> **Task set**:
A. Output the section of the text on node builders and map geometry word for word, beginning at the words "1. Geometry must" and stopping after "learned about it.".
B. Pull out, unchanged, every line of the rows that contains the string "snow".

-------- Document excerpt --------

1. Geometry must remain static - but that's OK, I've already got used to it.
2. Node builder may decide to split any linedef segment it wants to - now this is something that irks me since I've learned about it.

Some maps have very wild and insanely intertwined geometry, thousands of non-orthogonal sectors, 1-pixel angled walls, extremely thin sectors, concave sectors and so on. Node builder splits all sectors into subsectors according to partition lines between nodes, and in this elaborate map, there will be LOTS of nodes and dense thin subsectors. Since each subsector references a range of UNIQUE linedef segments, node builder apparently needs to split every linedef segment on the boundary of subsectors, which means that A LOT of segments will be split. Splitting a segment requires inserting a new vertex. But what if this vertex doesn't match 1-pixel grid? It will be placed slightly off. Which CAN actually cause problems with top-precisely engineered non-orthogonal geometry. The bigger and more elaborate the map is, the bigger is probability of problems occuring (because there will be more subsectors and therefore more segment splits). The mapper can't ABSOLUTELY rely on the assumption that his advanced geometry will appear and work as intended. I consider this system unclean, and it irks me out of principle.

-------- Exercise materials --------

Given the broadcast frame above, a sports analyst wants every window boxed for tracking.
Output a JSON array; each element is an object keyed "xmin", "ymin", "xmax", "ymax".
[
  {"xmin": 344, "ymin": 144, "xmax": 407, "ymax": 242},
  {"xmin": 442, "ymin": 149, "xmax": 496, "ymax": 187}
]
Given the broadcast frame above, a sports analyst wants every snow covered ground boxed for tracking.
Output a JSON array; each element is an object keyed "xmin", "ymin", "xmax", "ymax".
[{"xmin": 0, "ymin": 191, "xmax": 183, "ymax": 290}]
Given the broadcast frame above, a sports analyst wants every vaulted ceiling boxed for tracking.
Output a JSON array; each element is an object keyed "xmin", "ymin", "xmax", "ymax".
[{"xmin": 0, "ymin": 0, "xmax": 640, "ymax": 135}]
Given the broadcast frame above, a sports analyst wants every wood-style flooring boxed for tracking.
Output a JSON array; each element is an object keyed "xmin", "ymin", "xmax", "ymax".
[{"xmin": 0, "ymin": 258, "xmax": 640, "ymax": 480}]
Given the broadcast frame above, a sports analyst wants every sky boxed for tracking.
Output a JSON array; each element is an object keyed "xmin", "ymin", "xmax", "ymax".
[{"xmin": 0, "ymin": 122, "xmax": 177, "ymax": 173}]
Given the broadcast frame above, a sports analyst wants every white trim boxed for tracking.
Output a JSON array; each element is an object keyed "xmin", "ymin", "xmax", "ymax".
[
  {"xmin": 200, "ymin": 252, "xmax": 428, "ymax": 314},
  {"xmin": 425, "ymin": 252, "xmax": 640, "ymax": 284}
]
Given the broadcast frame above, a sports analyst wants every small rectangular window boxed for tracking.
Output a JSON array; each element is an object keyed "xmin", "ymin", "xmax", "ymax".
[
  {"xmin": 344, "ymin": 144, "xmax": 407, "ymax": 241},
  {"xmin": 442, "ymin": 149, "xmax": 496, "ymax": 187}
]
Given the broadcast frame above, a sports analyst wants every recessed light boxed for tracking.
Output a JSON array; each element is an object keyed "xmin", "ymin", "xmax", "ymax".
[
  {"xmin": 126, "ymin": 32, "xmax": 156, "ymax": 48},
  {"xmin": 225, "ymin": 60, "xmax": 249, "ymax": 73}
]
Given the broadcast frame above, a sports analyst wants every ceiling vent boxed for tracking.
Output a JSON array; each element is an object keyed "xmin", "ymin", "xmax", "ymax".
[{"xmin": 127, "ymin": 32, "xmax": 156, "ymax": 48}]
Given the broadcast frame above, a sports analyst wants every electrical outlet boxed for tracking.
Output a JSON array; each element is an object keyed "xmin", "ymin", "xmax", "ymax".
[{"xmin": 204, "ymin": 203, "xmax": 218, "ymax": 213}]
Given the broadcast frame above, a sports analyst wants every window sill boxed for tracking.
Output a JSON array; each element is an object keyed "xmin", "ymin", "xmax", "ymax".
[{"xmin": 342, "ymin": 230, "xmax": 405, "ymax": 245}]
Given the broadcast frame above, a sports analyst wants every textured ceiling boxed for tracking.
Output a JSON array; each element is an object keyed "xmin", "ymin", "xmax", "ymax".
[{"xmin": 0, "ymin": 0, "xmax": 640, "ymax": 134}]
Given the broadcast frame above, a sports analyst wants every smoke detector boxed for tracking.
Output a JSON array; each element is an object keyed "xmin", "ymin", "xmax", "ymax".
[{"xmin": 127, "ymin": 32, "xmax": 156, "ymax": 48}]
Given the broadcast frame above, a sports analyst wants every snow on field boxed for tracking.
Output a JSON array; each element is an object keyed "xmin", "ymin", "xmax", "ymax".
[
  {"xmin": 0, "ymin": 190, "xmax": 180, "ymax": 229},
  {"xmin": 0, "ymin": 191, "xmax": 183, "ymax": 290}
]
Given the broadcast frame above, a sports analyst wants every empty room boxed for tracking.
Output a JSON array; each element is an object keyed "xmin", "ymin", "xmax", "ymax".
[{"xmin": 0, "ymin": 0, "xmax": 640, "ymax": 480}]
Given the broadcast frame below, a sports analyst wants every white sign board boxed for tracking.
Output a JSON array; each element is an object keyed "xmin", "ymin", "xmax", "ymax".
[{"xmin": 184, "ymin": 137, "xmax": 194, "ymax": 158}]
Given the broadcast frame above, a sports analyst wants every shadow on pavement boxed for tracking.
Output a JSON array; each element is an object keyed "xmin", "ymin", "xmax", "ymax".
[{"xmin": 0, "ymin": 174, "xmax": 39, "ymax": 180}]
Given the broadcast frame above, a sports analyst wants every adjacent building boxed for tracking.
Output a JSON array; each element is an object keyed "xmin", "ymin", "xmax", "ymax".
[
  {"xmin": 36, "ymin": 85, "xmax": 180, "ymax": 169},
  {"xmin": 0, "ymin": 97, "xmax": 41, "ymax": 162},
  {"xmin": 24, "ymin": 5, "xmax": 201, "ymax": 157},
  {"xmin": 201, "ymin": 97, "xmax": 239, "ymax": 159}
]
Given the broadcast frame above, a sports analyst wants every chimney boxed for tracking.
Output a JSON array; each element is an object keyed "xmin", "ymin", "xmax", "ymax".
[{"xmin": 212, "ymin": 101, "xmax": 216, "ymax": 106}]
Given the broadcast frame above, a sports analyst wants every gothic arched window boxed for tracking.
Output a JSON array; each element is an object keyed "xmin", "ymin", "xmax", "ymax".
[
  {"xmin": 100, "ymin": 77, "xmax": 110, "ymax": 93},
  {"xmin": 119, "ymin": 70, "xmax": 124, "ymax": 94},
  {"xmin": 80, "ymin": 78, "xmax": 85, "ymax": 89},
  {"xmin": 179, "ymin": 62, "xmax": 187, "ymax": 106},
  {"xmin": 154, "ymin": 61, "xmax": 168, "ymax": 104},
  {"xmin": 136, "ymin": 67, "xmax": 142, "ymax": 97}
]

--------

> **Outputs**:
A.
1. Geometry must remain static - but that's OK, I've already got used to it.
2. Node builder may decide to split any linedef segment it wants to - now this is something that irks me since I've learned about it.

B.
Given the broadcast frame above, a sports analyst wants every snow covered ground boxed for tracking.
Given the broadcast frame above, a sports analyst wants every snow on field boxed for tracking.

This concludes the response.